• [Work to complete]
Each line of the data should be repeated precisely.
Records to process START
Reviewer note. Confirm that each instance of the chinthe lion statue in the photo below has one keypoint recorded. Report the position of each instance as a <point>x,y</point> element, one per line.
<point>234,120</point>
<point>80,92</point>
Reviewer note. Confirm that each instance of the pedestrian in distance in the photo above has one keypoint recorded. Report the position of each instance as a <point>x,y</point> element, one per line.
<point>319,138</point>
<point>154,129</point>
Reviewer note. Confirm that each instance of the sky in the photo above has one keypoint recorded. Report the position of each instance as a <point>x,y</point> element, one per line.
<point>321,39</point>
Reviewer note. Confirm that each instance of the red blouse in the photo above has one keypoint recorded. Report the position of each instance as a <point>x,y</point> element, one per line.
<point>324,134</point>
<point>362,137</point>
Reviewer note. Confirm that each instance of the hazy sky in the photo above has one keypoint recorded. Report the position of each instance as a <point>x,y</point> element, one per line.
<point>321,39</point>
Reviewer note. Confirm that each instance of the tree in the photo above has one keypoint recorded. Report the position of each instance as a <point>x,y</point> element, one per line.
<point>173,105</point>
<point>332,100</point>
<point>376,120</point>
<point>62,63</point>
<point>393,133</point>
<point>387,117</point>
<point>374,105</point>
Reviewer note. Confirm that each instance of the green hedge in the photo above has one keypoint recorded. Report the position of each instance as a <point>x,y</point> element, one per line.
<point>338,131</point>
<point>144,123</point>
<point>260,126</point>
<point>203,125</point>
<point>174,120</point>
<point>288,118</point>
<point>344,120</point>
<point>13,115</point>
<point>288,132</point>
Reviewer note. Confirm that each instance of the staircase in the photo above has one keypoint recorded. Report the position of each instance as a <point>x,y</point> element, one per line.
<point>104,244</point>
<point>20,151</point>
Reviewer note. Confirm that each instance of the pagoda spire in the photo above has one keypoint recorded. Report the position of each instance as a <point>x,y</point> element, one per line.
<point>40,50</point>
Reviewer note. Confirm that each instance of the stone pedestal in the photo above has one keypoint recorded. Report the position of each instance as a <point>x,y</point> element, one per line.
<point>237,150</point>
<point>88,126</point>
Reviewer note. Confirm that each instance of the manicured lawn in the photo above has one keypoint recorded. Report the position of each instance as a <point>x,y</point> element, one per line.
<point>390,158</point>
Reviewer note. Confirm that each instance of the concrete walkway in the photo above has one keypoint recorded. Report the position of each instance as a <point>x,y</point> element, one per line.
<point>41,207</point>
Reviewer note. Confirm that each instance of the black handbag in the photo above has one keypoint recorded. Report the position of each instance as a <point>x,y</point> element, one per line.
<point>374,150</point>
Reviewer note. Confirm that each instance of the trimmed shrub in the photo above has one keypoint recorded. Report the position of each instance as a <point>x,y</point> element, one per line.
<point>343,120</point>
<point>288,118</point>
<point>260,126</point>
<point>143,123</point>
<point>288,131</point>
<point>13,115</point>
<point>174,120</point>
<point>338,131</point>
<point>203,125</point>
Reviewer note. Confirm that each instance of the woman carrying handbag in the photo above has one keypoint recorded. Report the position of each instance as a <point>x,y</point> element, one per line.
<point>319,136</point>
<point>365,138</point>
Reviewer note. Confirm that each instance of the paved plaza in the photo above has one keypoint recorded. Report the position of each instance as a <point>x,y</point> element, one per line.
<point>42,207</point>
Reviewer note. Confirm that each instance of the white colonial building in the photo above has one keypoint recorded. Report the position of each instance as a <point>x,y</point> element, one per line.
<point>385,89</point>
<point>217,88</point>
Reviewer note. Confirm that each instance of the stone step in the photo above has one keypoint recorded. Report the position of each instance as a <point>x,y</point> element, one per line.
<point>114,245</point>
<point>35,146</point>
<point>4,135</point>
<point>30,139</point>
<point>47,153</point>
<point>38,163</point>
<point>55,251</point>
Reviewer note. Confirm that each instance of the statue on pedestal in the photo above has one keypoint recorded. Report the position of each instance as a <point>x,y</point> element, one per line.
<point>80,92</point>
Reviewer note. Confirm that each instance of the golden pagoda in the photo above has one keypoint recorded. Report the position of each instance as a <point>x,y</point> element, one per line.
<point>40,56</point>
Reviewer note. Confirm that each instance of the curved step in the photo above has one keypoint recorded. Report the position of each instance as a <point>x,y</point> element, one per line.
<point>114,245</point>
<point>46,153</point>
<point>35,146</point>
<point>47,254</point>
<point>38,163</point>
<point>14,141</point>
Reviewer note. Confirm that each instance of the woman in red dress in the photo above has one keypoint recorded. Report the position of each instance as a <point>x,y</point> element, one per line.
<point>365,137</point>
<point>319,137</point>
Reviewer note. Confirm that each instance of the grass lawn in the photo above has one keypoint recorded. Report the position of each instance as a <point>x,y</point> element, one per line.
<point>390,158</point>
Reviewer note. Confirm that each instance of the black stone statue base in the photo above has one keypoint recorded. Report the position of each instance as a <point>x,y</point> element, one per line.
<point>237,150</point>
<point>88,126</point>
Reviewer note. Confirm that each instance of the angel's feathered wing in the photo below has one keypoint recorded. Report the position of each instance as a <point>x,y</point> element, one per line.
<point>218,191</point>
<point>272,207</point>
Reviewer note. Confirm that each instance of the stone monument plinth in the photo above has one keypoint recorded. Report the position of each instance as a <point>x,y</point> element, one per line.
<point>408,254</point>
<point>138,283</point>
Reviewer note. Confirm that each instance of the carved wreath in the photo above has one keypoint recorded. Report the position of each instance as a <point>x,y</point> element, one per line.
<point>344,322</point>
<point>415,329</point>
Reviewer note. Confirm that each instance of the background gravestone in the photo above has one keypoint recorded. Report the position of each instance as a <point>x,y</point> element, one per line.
Records to process END
• [Output for this task]
Reviewer note. Confirm that each instance of the chinthe lion statue in the photo below has one keypoint recorded. Report the position of each instance as a <point>x,y</point> element, one per line.
<point>234,120</point>
<point>80,92</point>
Reviewer note. Confirm that each instance of the pedestrian in distance in the photo above has one keypoint recorded. Report the position of each instance as a <point>x,y</point> element, one per line.
<point>319,138</point>
<point>154,129</point>
Reviewer note. Confirm that each instance of the sky in the photo above has one keypoint recorded. Report the position of each instance as a <point>x,y</point> element, one per line.
<point>321,39</point>
Reviewer note. Confirm that each instance of the red blouse in the photo above has one keypoint recorded. Report the position of each instance as a <point>x,y</point> element, one per line.
<point>324,134</point>
<point>362,137</point>
Reviewer note. Confirm that each instance of the hazy sky in the photo above has one keypoint recorded. Report the position of each instance as a <point>x,y</point> element, one per line.
<point>321,39</point>
Reviewer note. Confirm that each instance of the tree in the photo above has one keypoint recorded. Report the position of each instance as a <point>x,y</point> element, one per line.
<point>173,105</point>
<point>332,100</point>
<point>376,120</point>
<point>62,63</point>
<point>393,133</point>
<point>387,117</point>
<point>374,105</point>
Reviewer note. Confirm that each instance of the green hedge in the photo above has one keypoint recorded. Report the position of each instance as a <point>x,y</point> element, one per line.
<point>338,131</point>
<point>144,123</point>
<point>260,126</point>
<point>203,125</point>
<point>174,120</point>
<point>288,118</point>
<point>344,120</point>
<point>13,115</point>
<point>288,132</point>
Reviewer note. Confirm that each instance of the staircase in the photo above has one keypoint recorded. Report the position of each instance as a <point>x,y</point> element, one per line.
<point>104,244</point>
<point>20,151</point>
Reviewer note. Confirm that each instance of the pagoda spire in the photo above has one keypoint recorded. Report the position of each instance as a <point>x,y</point> element, one per line.
<point>40,50</point>
Reviewer note. Confirm that each instance of the stone pedestal in the photo above has one keypoint recorded. Report the position of each instance as a <point>x,y</point> element, one per line.
<point>237,150</point>
<point>88,126</point>
Reviewer note. Confirm that each instance of the manicured lawn in the photo above has one keypoint recorded. Report the position of each instance as a <point>x,y</point> element, one per line.
<point>390,158</point>
Reviewer note. Confirm that each instance of the concrete walkway in the photo above has one keypoint recorded. Report the position of each instance as a <point>x,y</point> element, one per line.
<point>41,207</point>
Reviewer note. Confirm that each instance of the black handbag in the photo above has one keypoint recorded. Report the position of each instance as a <point>x,y</point> element, one per line.
<point>374,150</point>
Reviewer note. Confirm that each instance of the trimmed shrub in the photo above has one keypoint recorded. Report the position of each instance as a <point>x,y</point> element, one per line.
<point>343,120</point>
<point>288,118</point>
<point>260,126</point>
<point>143,123</point>
<point>288,131</point>
<point>13,115</point>
<point>174,120</point>
<point>338,131</point>
<point>203,125</point>
Reviewer note. Confirm that each instance of the woman carrying handbag in the photo above has one keypoint recorded. Report the position of each instance as a <point>x,y</point> element, one per line.
<point>319,136</point>
<point>365,138</point>
Reviewer note. Confirm that each instance of the paved plaza in the photo above has one keypoint recorded. Report the position of each instance as a <point>x,y</point> element, one per line.
<point>42,207</point>
Reviewer note. Confirm that each instance of the white colonial building in the photo above has one keypoint recorded. Report the position of each instance as a <point>x,y</point> element, one per line.
<point>385,89</point>
<point>217,88</point>
Reviewer note. Confirm that each instance of the stone step in the photo above has one keypoint recorded. Report the position of each instance as a <point>x,y</point> element, one per line.
<point>114,245</point>
<point>35,146</point>
<point>4,135</point>
<point>30,139</point>
<point>47,153</point>
<point>38,163</point>
<point>55,251</point>
Reviewer note. Confirm that each instance of the statue on pedestal in the photo above has one keypoint recorded. Report the position of each instance as a <point>x,y</point> element, one per line.
<point>80,92</point>
Reviewer note. Confirm that each instance of the golden pagoda in the photo above has one keypoint recorded. Report the position of each instance as a <point>x,y</point> element, one per line.
<point>40,56</point>
Reviewer note. Confirm that each instance of the curved step in the photo above has one keypoint recorded. Report the position of each instance as a <point>x,y</point> element, one per line.
<point>114,245</point>
<point>46,153</point>
<point>35,146</point>
<point>47,254</point>
<point>38,163</point>
<point>14,141</point>
Reviewer note. Confirm that each instance of the woman in red dress in the photo above has one keypoint recorded. Report the position of each instance as a <point>x,y</point> element, one per line.
<point>365,137</point>
<point>319,137</point>
Reviewer note. Confirm that each instance of the grass lawn in the photo above has one keypoint recorded. Report the position of each instance as a <point>x,y</point> element, one per line.
<point>390,158</point>
Reviewer note. Confirm that each instance of the black stone statue base in the photo above has one keypoint recorded. Report the position of each instance as a <point>x,y</point> element, one per line.
<point>237,150</point>
<point>88,126</point>
Reviewer note. Confirm that each instance of the angel's feathered wing in the photo below has one keypoint recorded. Report the position of each instance as a <point>x,y</point> element, one per line.
<point>218,191</point>
<point>272,207</point>
Reviewer note. Confirm that each instance of the stone monument plinth in the photo above has one keypoint recorded. Report the position of each instance as a <point>x,y</point> element, one per line.
<point>408,254</point>
<point>138,283</point>
Reviewer note. Confirm that each instance of the carved wreath in the photo above has one keypoint recorded. Report the position of each instance as a <point>x,y</point> element, one per line.
<point>344,322</point>
<point>415,329</point>
Reviewer note. Confirm that each instance of the background gravestone in the photo above has one keypoint recorded. Report the position of each instance as a <point>x,y</point> element, one per line.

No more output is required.